### What the task requires:
Rename "clock face" to "clock dial" in the lines of the data between the line holding "Task: pin the dark skirt" and the line holding "point(471, 408)", inclusive. Write out only those lines, with everything else left unchanged.

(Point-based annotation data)
════════════════

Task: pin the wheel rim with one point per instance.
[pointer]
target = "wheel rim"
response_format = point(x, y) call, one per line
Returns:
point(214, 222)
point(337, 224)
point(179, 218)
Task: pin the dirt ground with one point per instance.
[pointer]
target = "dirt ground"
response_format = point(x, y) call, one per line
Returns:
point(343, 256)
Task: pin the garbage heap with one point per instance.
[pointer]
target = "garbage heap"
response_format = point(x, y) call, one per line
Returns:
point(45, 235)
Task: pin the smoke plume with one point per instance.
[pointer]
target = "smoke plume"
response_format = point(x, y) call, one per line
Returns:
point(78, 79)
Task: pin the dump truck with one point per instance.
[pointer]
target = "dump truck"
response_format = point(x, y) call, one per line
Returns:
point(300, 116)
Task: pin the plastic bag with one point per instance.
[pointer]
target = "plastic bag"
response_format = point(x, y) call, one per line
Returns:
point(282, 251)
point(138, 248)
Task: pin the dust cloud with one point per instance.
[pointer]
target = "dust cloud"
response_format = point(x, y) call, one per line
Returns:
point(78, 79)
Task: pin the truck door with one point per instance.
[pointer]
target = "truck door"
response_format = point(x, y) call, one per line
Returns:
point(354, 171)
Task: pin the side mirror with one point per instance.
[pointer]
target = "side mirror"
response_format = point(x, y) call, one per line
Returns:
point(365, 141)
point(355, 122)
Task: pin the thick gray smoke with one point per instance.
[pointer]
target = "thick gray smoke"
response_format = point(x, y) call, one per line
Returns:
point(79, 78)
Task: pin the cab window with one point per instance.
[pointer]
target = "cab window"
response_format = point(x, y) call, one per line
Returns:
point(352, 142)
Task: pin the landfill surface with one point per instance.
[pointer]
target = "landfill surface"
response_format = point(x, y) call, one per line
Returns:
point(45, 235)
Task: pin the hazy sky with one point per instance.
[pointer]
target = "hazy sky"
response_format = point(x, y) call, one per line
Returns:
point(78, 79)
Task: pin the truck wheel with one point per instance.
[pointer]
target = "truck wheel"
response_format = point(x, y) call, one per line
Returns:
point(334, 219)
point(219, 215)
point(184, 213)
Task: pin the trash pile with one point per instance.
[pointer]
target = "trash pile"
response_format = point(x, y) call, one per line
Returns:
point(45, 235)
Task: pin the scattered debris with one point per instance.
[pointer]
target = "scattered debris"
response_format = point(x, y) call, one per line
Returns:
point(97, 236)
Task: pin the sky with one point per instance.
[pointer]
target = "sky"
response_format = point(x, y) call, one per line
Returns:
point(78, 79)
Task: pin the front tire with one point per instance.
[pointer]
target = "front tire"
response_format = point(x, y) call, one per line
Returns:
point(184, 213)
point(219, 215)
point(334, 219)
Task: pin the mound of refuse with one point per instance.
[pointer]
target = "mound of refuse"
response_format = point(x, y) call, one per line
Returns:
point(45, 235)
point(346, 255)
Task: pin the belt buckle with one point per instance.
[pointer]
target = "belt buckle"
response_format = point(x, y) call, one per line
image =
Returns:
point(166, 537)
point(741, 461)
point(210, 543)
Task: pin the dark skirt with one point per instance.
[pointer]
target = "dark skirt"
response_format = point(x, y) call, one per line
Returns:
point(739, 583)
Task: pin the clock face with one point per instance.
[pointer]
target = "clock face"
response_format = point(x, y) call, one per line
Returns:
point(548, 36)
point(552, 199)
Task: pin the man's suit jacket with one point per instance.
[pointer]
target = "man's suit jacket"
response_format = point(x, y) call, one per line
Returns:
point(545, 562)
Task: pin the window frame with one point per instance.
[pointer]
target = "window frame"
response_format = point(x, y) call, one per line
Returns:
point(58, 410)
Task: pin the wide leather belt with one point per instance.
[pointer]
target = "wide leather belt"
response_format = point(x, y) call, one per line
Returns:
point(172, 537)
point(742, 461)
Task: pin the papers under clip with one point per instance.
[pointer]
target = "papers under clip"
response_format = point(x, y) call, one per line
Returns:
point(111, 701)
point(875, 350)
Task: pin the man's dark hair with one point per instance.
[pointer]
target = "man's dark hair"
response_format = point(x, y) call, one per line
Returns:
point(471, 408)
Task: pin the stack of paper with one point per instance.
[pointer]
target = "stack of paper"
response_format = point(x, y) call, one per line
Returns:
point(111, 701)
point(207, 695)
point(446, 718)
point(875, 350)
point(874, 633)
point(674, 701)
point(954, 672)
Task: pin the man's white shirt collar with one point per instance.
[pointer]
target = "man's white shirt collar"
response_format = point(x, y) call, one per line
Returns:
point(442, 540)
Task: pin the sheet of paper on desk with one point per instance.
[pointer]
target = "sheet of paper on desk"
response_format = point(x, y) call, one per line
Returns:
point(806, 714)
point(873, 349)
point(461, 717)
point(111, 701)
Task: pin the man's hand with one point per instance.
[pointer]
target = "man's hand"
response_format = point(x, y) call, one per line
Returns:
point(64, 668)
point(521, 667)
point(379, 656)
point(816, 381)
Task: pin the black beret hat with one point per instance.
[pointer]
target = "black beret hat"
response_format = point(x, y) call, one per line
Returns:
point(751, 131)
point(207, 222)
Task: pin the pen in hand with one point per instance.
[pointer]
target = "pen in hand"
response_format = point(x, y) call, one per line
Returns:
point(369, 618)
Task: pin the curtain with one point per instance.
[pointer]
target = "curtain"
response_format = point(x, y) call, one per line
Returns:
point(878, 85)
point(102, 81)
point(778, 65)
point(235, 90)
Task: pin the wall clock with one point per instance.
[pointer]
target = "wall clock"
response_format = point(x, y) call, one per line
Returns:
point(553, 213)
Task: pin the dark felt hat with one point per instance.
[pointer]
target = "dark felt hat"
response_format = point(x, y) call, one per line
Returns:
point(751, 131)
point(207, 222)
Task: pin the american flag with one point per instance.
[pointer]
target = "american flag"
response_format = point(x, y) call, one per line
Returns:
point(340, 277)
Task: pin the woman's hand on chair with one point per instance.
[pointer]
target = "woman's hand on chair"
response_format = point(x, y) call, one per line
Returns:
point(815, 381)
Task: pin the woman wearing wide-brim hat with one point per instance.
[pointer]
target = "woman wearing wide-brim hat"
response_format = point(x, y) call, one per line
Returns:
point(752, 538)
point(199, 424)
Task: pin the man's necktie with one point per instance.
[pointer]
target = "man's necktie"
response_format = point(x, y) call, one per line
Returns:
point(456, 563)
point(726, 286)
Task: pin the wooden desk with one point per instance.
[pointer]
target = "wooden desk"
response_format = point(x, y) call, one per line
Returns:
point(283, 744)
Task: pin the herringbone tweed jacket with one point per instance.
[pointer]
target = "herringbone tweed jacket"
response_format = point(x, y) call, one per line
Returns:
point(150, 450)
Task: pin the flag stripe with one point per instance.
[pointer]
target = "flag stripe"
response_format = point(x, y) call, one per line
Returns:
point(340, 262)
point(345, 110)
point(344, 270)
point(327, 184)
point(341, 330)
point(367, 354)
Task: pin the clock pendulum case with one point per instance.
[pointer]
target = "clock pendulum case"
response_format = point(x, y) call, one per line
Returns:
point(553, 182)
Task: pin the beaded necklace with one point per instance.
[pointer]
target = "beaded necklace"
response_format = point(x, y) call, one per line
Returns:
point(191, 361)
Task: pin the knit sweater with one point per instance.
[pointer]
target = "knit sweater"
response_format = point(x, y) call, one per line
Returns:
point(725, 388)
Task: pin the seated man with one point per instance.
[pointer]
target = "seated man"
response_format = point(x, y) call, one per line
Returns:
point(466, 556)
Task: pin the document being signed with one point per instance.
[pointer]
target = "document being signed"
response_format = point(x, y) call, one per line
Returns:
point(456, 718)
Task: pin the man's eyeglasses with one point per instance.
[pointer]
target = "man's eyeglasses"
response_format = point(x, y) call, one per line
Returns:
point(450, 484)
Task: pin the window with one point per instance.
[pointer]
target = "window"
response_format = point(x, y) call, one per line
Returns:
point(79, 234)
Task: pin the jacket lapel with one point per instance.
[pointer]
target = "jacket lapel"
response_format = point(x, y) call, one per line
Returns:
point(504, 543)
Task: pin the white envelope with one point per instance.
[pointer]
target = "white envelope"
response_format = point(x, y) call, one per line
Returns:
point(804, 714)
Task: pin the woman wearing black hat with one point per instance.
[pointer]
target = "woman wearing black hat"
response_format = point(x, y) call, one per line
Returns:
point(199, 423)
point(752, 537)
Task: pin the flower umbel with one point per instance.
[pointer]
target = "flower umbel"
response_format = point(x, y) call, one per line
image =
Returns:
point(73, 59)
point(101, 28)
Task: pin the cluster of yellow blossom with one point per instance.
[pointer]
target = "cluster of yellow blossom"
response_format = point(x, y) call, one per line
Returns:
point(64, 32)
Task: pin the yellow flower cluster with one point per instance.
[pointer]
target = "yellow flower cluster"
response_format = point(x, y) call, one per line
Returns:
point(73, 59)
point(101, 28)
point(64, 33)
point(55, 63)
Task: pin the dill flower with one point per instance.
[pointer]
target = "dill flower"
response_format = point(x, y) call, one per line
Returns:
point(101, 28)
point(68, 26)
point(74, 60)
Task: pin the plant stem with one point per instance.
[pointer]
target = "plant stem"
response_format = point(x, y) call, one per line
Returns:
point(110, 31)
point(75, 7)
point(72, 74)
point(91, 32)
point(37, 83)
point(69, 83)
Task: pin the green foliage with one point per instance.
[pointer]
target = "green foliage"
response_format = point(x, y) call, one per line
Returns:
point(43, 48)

════════════════

### Exercise solution:
Task: pin the dark skirt with one point per instance.
[pointer]
target = "dark skirt"
response_format = point(x, y) call, one per line
Returns:
point(739, 583)
Task: pin the clock dial with one point per instance.
[pointer]
target = "clock dial"
response_format = point(x, y) call, one per line
Returns:
point(548, 36)
point(552, 199)
Task: pin the man's suit jacket with one point per instance.
[pointer]
target = "man's suit jacket"
response_format = point(x, y) call, one per line
Returns:
point(545, 562)
Task: pin the window frame with one point per instance.
[pointer]
target = "window frame"
response_format = point(x, y) call, one per line
Returns:
point(58, 410)
Task: pin the wide leather belt with one point per instance.
[pointer]
target = "wide leather belt"
response_format = point(x, y) call, one per line
Returns:
point(172, 537)
point(742, 461)
Task: pin the papers under clip with one point per instance.
[pointer]
target = "papers under clip"
response_format = point(x, y) call, one per line
Returns:
point(111, 701)
point(875, 350)
Task: pin the man's dark hair with one point per instance.
[pointer]
target = "man's dark hair"
response_format = point(x, y) call, one per line
Returns:
point(471, 408)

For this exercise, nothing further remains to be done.